■ Your objective ■
Reproduce every line of the entries below verbatim, changing nothing.

■ Provided information ■
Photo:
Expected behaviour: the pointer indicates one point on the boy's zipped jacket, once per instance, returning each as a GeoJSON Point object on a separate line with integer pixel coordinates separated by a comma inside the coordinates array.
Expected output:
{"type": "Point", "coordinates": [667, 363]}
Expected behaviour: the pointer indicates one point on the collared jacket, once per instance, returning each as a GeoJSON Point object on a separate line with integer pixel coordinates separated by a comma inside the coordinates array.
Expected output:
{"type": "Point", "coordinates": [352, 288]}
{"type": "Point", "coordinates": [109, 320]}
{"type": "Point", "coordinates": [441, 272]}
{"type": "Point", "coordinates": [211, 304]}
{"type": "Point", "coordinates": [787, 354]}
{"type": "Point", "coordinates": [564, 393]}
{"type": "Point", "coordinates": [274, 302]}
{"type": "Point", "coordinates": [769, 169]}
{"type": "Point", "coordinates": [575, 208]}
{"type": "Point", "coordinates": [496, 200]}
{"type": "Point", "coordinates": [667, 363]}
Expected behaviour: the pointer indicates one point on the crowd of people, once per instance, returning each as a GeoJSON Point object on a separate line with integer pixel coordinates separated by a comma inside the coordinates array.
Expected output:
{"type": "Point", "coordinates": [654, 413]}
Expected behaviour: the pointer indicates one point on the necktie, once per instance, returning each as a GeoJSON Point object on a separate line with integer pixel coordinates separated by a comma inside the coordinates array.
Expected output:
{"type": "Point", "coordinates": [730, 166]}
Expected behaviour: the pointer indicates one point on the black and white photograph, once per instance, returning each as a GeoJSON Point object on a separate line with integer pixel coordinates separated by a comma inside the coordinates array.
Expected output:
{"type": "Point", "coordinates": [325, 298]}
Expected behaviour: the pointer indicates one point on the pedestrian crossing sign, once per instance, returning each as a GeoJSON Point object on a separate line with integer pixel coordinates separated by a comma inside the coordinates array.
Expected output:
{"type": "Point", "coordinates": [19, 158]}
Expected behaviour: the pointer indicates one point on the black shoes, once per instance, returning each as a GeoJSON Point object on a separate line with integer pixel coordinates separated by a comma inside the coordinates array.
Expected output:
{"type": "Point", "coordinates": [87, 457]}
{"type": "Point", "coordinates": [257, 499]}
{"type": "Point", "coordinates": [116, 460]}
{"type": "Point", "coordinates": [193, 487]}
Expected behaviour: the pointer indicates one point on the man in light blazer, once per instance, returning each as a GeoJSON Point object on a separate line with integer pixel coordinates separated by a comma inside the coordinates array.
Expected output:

■ Solved exercise ■
Photo:
Expected behaviour: the pointer indicates one point on the boy's zipped jacket, once per instance, returning each as a GeoJSON Point object on a separate line with integer pixel coordinates separated by a comma inside the coordinates array.
Expected output:
{"type": "Point", "coordinates": [667, 363]}
Expected behaviour: the pointer indicates one point on the collared jacket, once per instance, returning each as a GeoJSON Point object on a separate line with integer pixel coordinates separated by a comma inside the coordinates array.
Expected output:
{"type": "Point", "coordinates": [352, 288]}
{"type": "Point", "coordinates": [109, 320]}
{"type": "Point", "coordinates": [441, 272]}
{"type": "Point", "coordinates": [211, 304]}
{"type": "Point", "coordinates": [787, 354]}
{"type": "Point", "coordinates": [564, 393]}
{"type": "Point", "coordinates": [274, 302]}
{"type": "Point", "coordinates": [769, 169]}
{"type": "Point", "coordinates": [575, 208]}
{"type": "Point", "coordinates": [496, 200]}
{"type": "Point", "coordinates": [667, 363]}
Expected behaviour: the pointer indicates one point on the crowd of people, once per instance, returning each as a GeoJSON Point object on a separate line with integer pixel coordinates separated by a comma inside the coordinates array.
Expected output:
{"type": "Point", "coordinates": [654, 413]}
Expected behaviour: the pointer indicates one point on the necktie, once per instance, returning each as a GeoJSON Point object on a separate line with integer pixel coordinates separated by a comma inside the coordinates array.
Expected output:
{"type": "Point", "coordinates": [730, 166]}
Expected behaviour: the pointer indicates one point on the black and white photograph, once per instance, returning each as a GeoJSON Point object on a separate line with integer pixel coordinates separated by a comma inside the coordinates array.
Expected output:
{"type": "Point", "coordinates": [325, 298]}
Expected behaviour: the pointer indicates one point on the pedestrian crossing sign, once per instance, returning each as a GeoJSON Point object on a separate line with integer pixel coordinates separated by a comma inside the coordinates array.
Expected output:
{"type": "Point", "coordinates": [19, 158]}
Expected behaviour: the pointer indicates one point on the black shoes, once per instance, returning each as a GeoJSON Point object on a separate line with integer pixel coordinates separated by a comma inside the coordinates array.
Expected output:
{"type": "Point", "coordinates": [87, 457]}
{"type": "Point", "coordinates": [257, 499]}
{"type": "Point", "coordinates": [116, 460]}
{"type": "Point", "coordinates": [193, 487]}
Expected behaviour: the pointer indicates one point on the man in light blazer, once per instance, returning each as a GeoJSON Point object on a separate line with integer pixel coordinates separated by a comma inside the coordinates array.
Expected output:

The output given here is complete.